### 할 일
아래 자료에서 "golden brown crust." 부분이 들어 있는 줄부터 "146 247 L 139" 부분이 들어 있는 줄까지 한 글자도 바꾸지 말고 그대로 옮겨 적으세요. 처음 줄과 마지막 줄도 포함합니다.

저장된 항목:

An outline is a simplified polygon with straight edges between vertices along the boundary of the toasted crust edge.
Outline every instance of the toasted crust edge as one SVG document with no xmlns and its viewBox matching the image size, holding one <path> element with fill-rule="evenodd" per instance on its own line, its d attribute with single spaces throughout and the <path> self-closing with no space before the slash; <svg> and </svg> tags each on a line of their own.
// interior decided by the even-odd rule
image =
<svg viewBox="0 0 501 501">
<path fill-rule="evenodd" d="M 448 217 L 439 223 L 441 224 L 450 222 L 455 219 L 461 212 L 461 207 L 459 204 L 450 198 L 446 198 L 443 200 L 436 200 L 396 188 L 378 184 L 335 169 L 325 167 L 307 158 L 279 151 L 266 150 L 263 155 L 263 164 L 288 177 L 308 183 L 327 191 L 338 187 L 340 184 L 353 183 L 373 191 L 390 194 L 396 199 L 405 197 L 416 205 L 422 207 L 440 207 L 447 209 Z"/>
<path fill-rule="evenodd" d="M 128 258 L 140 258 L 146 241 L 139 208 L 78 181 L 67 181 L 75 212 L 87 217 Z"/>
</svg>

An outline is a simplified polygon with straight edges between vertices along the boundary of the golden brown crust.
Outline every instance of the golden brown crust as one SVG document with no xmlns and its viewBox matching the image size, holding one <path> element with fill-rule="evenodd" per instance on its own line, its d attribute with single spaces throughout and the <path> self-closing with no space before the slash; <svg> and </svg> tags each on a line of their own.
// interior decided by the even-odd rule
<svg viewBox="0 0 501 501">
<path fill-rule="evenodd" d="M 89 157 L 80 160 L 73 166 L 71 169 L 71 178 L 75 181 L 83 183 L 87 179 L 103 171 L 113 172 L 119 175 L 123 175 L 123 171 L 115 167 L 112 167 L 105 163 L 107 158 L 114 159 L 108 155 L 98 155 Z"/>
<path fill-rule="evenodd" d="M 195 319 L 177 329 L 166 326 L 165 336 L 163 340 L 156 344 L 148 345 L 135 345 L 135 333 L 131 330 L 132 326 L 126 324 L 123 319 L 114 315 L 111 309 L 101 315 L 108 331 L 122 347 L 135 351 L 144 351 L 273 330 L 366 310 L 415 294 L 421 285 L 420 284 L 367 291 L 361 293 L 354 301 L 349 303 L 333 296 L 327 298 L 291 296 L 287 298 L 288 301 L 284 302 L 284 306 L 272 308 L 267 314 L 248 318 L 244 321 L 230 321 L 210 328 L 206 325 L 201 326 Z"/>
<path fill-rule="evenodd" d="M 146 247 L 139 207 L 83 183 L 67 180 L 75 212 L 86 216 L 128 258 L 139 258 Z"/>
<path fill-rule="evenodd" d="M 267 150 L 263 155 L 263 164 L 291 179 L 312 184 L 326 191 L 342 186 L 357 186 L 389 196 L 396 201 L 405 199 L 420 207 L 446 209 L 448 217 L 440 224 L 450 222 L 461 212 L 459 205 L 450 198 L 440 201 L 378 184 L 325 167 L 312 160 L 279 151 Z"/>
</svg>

### 풀이
An outline is a simplified polygon with straight edges between vertices along the boundary of the golden brown crust.
Outline every instance of the golden brown crust as one SVG document with no xmlns and its viewBox matching the image size, holding one <path> element with fill-rule="evenodd" per instance on its own line, its d attribute with single spaces throughout and the <path> self-closing with no space before the slash; <svg> and </svg> tags each on a line of their own.
// interior decided by the even-odd rule
<svg viewBox="0 0 501 501">
<path fill-rule="evenodd" d="M 89 157 L 80 160 L 73 166 L 71 169 L 71 178 L 75 181 L 83 183 L 87 179 L 103 171 L 113 172 L 119 175 L 123 175 L 123 171 L 115 167 L 112 167 L 105 163 L 107 158 L 114 159 L 108 155 L 98 155 Z"/>
<path fill-rule="evenodd" d="M 195 319 L 177 329 L 166 326 L 165 336 L 163 340 L 156 344 L 148 345 L 135 345 L 135 333 L 131 330 L 132 326 L 126 324 L 123 319 L 114 315 L 111 309 L 101 315 L 108 331 L 122 347 L 135 351 L 144 351 L 273 330 L 366 310 L 415 294 L 421 285 L 420 284 L 367 291 L 361 293 L 354 301 L 349 303 L 333 296 L 327 298 L 291 296 L 287 298 L 288 301 L 284 302 L 284 306 L 272 308 L 267 314 L 248 318 L 244 321 L 230 321 L 210 328 L 206 325 L 201 326 Z"/>
<path fill-rule="evenodd" d="M 146 247 L 139 207 L 83 183 L 67 180 L 75 212 L 86 216 L 128 258 L 139 258 Z"/>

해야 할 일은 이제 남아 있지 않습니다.